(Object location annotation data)
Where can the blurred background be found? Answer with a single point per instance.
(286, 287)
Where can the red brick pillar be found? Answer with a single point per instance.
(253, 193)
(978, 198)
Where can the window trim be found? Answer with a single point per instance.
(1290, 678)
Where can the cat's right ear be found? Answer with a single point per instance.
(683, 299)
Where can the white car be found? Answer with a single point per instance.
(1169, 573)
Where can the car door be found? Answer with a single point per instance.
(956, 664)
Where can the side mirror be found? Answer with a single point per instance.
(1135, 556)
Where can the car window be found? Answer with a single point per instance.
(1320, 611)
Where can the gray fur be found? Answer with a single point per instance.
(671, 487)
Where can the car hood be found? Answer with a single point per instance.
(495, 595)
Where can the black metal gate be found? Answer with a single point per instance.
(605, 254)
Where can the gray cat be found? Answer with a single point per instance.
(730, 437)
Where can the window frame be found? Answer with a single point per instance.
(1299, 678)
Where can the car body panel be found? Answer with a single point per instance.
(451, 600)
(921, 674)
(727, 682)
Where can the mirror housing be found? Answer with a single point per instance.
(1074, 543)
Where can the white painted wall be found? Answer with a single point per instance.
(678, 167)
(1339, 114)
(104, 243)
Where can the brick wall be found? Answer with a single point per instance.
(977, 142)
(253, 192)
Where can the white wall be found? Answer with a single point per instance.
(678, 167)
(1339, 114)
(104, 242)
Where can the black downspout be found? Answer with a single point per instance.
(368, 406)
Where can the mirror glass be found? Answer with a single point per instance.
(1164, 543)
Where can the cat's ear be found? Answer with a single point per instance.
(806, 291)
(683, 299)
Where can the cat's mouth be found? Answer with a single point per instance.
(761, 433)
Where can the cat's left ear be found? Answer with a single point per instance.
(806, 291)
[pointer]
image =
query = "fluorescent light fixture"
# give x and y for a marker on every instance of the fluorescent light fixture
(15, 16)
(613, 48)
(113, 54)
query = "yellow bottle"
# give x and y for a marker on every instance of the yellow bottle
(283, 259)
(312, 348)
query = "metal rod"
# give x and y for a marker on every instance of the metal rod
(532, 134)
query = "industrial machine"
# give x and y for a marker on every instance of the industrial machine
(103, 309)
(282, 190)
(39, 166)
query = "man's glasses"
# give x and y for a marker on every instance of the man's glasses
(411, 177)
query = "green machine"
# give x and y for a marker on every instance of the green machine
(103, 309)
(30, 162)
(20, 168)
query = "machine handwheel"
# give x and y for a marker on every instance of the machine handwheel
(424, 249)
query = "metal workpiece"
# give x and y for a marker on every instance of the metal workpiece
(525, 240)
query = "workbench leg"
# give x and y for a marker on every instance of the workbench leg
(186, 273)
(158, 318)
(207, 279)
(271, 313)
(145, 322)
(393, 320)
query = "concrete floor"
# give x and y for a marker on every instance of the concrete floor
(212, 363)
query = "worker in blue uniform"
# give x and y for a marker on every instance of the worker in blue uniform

» **TASK TO CARRY OUT**: Reproduce all of the material above line for line, changing nothing.

» **EXERCISE ANSWER**:
Where can the blurred background be found? Answer with a single point per instance.
(286, 287)
Where can the red brick pillar be found? Answer with a single point per instance.
(253, 193)
(978, 198)
Where can the window trim be found? Answer with a single point per instance.
(1290, 678)
Where can the cat's right ear be found? Answer with a single point per instance.
(683, 299)
Where can the white car be found? Answer with a single point per instance.
(1169, 573)
Where can the car door be found? Answer with a single point per instance.
(956, 664)
Where can the side mirror be found? Answer with a single point per instance.
(1135, 556)
Where can the car window be found? Answer with a single point per instance.
(1320, 611)
Where can the gray fur be found? Answer with a single point per instance.
(671, 487)
Where can the car hood be found? Answer with a single point per instance.
(495, 595)
Where can the black metal gate be found? Answer with a single point per instance.
(605, 254)
Where can the gray cat be found? Answer with a single point per instance.
(730, 437)
Where can the window frame be found? Answer with a single point per instance.
(1299, 678)
Where can the car body panel be found? Answer with a single point per instance.
(451, 600)
(921, 674)
(727, 682)
Where can the mirror housing be found? Answer with a single point per instance.
(1074, 543)
Where can the white painted wall be found? Answer with a single point per instance.
(678, 167)
(1339, 114)
(104, 243)
Where can the brick wall be found? Answer with a single point per instance.
(977, 142)
(253, 192)
Where can the white wall be found? Answer with a single point per instance.
(678, 167)
(1339, 114)
(104, 242)
Where can the black downspout be found? Answer with a single point per instance.
(368, 406)
Where can the mirror glass be found? Answer with a single point per instance.
(1164, 543)
Where can the cat's ear be found? Answer with a single point per instance.
(806, 291)
(683, 299)
Where can the cat's mouth be found? Answer with a single point per instance.
(761, 433)
Where can the cat's left ear be found? Answer with a single point per instance.
(806, 291)
[pointer]
image =
query = "fluorescent light fixture"
# give x and y for a marker on every instance of the fluorescent light fixture
(15, 16)
(613, 48)
(113, 54)
query = "yellow bottle"
# give x and y for a marker on every instance of the yellow bottle
(283, 259)
(312, 348)
query = "metal rod"
# give x and y for a marker on every instance of the metal rod
(532, 134)
query = "industrial machine"
# give x and y for a marker on every instance of the industrial machine
(103, 309)
(282, 190)
(39, 166)
query = "man's glasses"
# give x and y for a marker on every instance of the man's glasses
(411, 177)
query = "green machine"
# give x and y for a marker on every instance of the green machine
(103, 309)
(30, 162)
(20, 168)
query = "machine handwheel"
# give x and y for a marker on every instance of the machine handwheel
(424, 249)
query = "metal workpiece"
# give x and y for a marker on every instance of the metal workpiece
(525, 240)
query = "workbench leg"
# give x and y for a marker on every instance of the workbench leg
(186, 273)
(158, 318)
(207, 279)
(271, 313)
(145, 322)
(393, 320)
query = "concrete floor"
# give x and y for a marker on every instance of the concrete floor
(212, 363)
query = "worker in blue uniform"
# give x and y for a marker on every instance of the worker in blue uniform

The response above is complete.